WHAT TO DO:
Please rewrite every line of the items below, swapping "screen" for "image" and keeping everything else the same. Leave the pictures out of your answer.

GIVEN RECORDS:
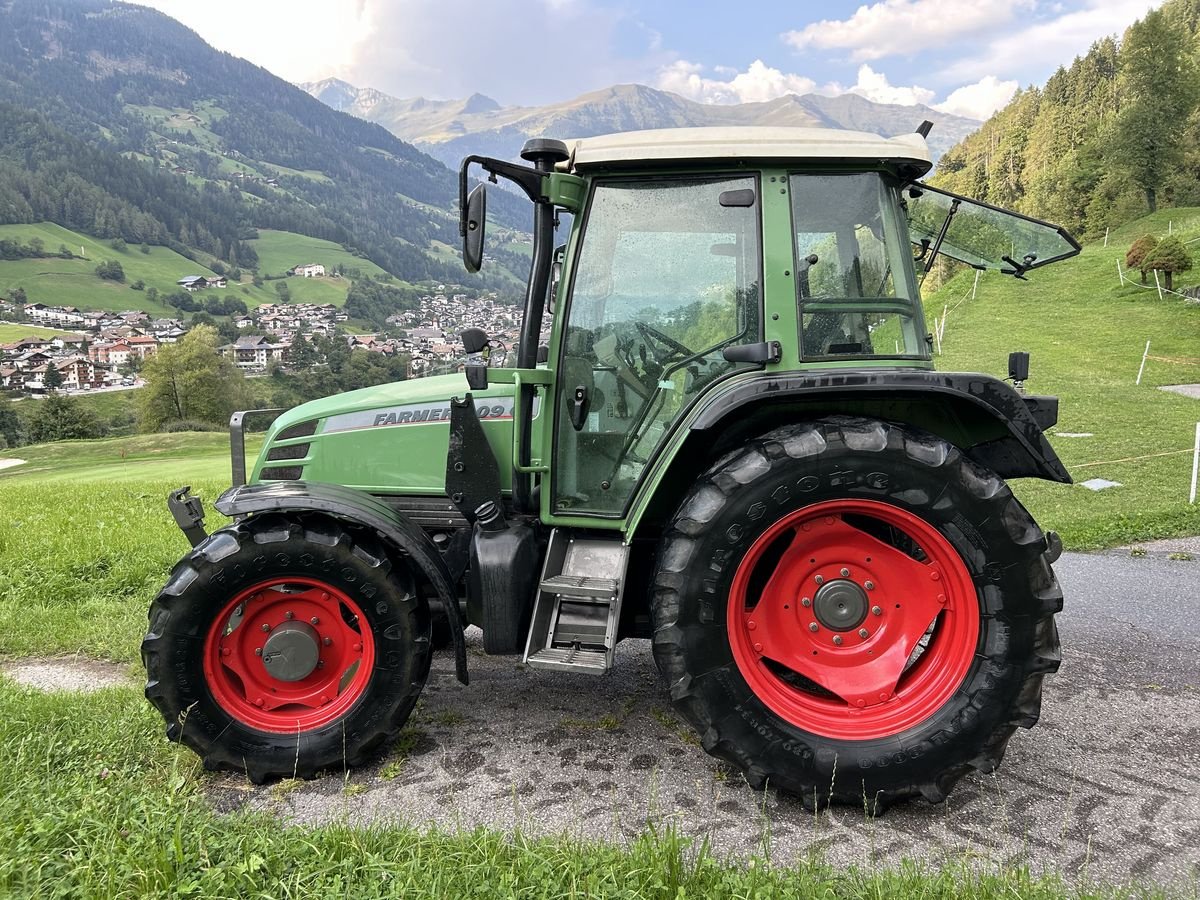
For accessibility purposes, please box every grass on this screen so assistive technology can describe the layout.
[0,222,285,316]
[0,433,1180,900]
[0,679,1162,900]
[925,209,1200,550]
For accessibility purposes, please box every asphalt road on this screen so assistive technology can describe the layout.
[211,554,1200,894]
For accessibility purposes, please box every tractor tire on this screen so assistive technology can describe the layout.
[653,416,1062,815]
[142,514,430,784]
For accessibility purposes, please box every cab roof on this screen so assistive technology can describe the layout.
[560,126,934,176]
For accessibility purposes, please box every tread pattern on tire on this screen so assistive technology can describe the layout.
[142,514,431,784]
[652,416,1062,812]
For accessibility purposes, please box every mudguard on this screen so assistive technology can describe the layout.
[691,368,1072,484]
[212,481,467,684]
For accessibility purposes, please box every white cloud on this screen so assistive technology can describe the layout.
[656,59,817,103]
[846,62,936,107]
[784,0,1034,61]
[942,0,1162,82]
[934,76,1018,120]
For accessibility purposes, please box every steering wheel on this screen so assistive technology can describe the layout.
[634,322,692,366]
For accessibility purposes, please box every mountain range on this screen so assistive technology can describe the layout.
[300,78,979,167]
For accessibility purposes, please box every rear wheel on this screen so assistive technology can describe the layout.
[654,418,1062,811]
[142,516,430,781]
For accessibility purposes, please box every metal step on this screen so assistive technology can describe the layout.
[524,528,629,674]
[541,575,617,596]
[526,647,608,674]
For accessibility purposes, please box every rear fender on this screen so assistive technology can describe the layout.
[214,481,467,684]
[631,370,1072,540]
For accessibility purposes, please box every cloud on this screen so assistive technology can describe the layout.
[942,0,1162,82]
[934,76,1018,120]
[784,0,1034,61]
[656,59,817,103]
[839,62,936,107]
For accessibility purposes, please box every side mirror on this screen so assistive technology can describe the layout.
[462,328,491,354]
[462,185,487,272]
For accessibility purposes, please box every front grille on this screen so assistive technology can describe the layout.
[275,419,318,440]
[259,466,304,481]
[266,444,308,460]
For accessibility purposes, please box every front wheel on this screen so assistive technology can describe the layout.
[142,515,430,781]
[654,418,1062,811]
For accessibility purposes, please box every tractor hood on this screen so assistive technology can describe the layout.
[250,374,523,496]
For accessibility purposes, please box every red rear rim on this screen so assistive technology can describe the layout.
[204,577,374,733]
[728,499,979,740]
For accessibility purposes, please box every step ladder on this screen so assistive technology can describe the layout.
[524,528,629,674]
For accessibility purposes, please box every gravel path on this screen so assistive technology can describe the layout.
[194,554,1200,890]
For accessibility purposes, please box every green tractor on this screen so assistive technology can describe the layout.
[142,124,1079,810]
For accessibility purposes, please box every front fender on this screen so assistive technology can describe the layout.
[214,481,467,684]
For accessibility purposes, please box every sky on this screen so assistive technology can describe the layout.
[137,0,1160,119]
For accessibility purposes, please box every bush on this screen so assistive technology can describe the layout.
[1126,234,1158,284]
[96,259,125,281]
[158,419,226,434]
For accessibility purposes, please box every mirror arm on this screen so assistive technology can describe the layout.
[458,156,546,238]
[925,197,961,275]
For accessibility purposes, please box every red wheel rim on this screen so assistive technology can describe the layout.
[727,499,979,740]
[204,576,374,733]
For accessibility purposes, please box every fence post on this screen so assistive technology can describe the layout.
[1188,422,1200,504]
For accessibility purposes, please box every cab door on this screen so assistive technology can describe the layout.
[551,174,761,518]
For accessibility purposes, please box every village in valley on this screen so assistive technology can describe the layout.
[0,263,520,396]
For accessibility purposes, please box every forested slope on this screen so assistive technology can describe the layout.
[934,0,1200,235]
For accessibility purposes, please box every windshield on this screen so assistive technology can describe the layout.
[554,175,761,515]
[788,173,929,359]
[906,182,1079,275]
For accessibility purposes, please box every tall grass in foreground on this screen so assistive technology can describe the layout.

COMPLETE RESPONSE:
For accessibility purposes, please box every grass on this image so assistive technology can describe the layout.
[0,222,285,316]
[0,433,1180,900]
[0,679,1162,900]
[925,209,1200,550]
For accessibility purposes, please box every asphalt road on this image so assistive technology can describe the layout.
[211,554,1200,894]
For accessibility purposes, please box every tractor tire on this image so assistive technology can describe the layout.
[653,416,1062,815]
[142,514,430,784]
For accessibility purposes, please box every cab roof on this image so assistive technology can describe the layout.
[560,126,934,176]
For accessibility purposes, please box every tread pattern on tire on this image so assistive technology can describe the layout.
[142,514,431,784]
[652,416,1062,812]
For accessibility purposes, please box every mudguard on this image so assistive technology can describe the layout.
[691,368,1072,484]
[212,481,467,684]
For accessibility purposes, please box every white cloud on this image so assistive technology can describe the layout.
[656,59,817,103]
[846,62,936,107]
[784,0,1034,61]
[942,0,1162,82]
[934,76,1018,120]
For accessibility purposes, please box every steering wheel on this image so assistive technology can describe the layout.
[634,322,692,366]
For accessibility purposes, please box every mountain range on this image so assistive technology can describe the layout.
[300,78,979,167]
For accessibility purposes, please box every rear wheel on this image so assistive technology can describe the layout.
[654,418,1062,811]
[142,516,430,781]
For accessibility purposes, please box every metal step on this image so assistive technology can describe the layout.
[524,528,629,674]
[541,575,617,596]
[526,647,608,674]
For accessibility purposes, please box every rear fender on this image so assistive technology can describe the layout.
[214,481,467,684]
[631,370,1072,540]
For accessibility purposes, please box every cloud on this image so assistive technology can describe the layout.
[942,0,1162,82]
[934,76,1018,120]
[784,0,1034,61]
[656,59,817,103]
[839,62,936,107]
For accessibility purposes, please box every side mirror on this image so assistive technology can describe the layout.
[462,328,491,354]
[462,185,487,272]
For accessibility purposes, please box every front grille on this image so assistive technology can describe the layout.
[275,419,318,440]
[259,466,304,481]
[266,444,308,460]
For accessibility purposes, please box every front wheel on this image so assistive technology can describe the layout.
[142,515,430,781]
[654,418,1062,811]
For accessibility purposes, please box every tractor hood on this image so assistive technology can describe the layout.
[250,374,523,496]
For accessibility purposes, please box every red rear rim on this image so assistive technology can describe the layout.
[204,577,374,733]
[728,499,979,740]
For accessibility purposes, please box every step ladder on this image so assistive technology can describe the layout.
[524,528,629,674]
For accessibility purposes, please box every gravel path on this image so assistive technology can describe the layout.
[194,554,1200,890]
For accessibility purposes, please box every green tractor on this image so assistive technology can describe the layout.
[142,124,1079,810]
For accessibility purposes, please box every front fender on this image so assistive technology can describe the layout.
[214,481,467,684]
For accessibility purposes, please box every sky on this image so assistive technology can describe the layout.
[137,0,1160,119]
For accessibility purposes, please box every bush on this image so assistive technology can describe the layout.
[1126,234,1158,284]
[96,259,125,281]
[158,419,226,434]
For accessibility purposes, please box every mirror arm on this image so assistive technology can describe the layout.
[458,156,546,238]
[925,197,961,275]
For accessibility purposes, please box every red wheel rim on this image so assistive technology can describe the layout.
[727,499,979,740]
[204,576,374,733]
For accessibility purposes, please box every fence post on this image so assistive technology can describe the layout.
[1188,422,1200,504]
For accessibility purposes, please box every cab door on this image so assistive technology can describe the layout.
[551,174,761,518]
For accessibility purposes, please box every village in valley on this image so assistive technology can describe the layout.
[0,263,520,396]
For accessibility purposes, please box every forested slope on this image so assistive technology can describe the layout.
[934,0,1200,235]
For accessibility purposes, please box every windshield on this image so assistive technology can describe the layout.
[554,175,761,515]
[788,173,929,359]
[906,182,1079,275]
For accessibility purposes, please box every tall grass in foreground on this image so assistive technology can describe the layout.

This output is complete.